**Prompt**
Once the line containing "Task: mark one" is found in the entries below, reproduce it and every line after it, stopping at and including the line containing "Target: folded white towel"; reproduce nothing else, and keep each line exact.

**Task material**
■ ■ ■ ■ ■

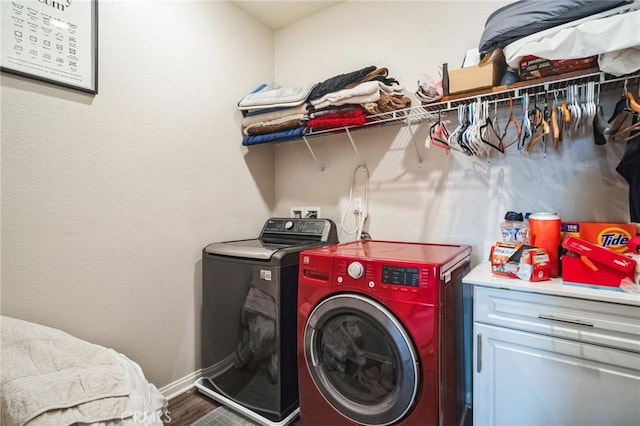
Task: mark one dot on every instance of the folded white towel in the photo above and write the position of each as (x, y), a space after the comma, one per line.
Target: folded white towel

■ ■ ■ ■ ■

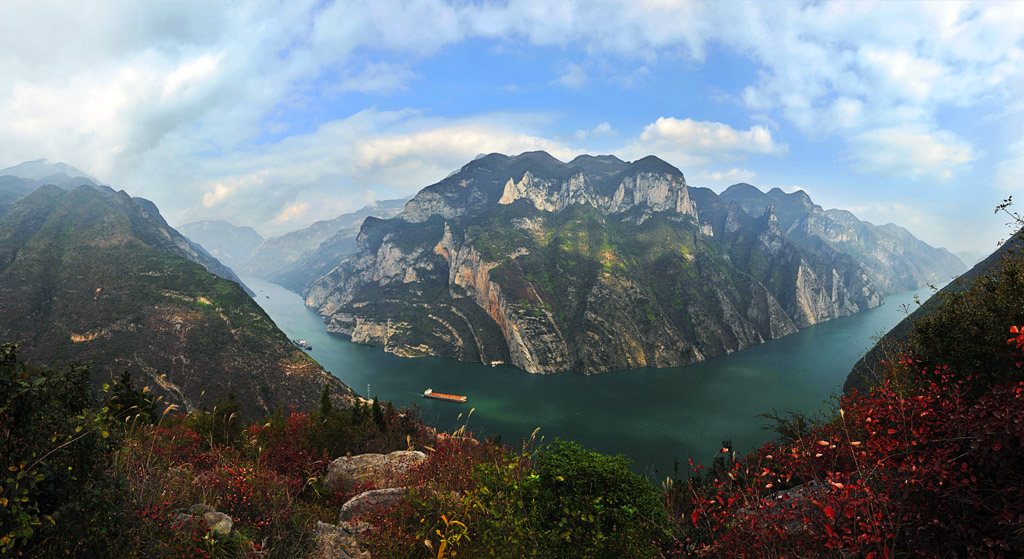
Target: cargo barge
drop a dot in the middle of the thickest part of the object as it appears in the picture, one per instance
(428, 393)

■ ■ ■ ■ ■

**Response**
Task: mark one dot on every instance of the folded white towel in the photo above and write the position of each as (x, y), a space after the comma, one per line.
Target: folded white towel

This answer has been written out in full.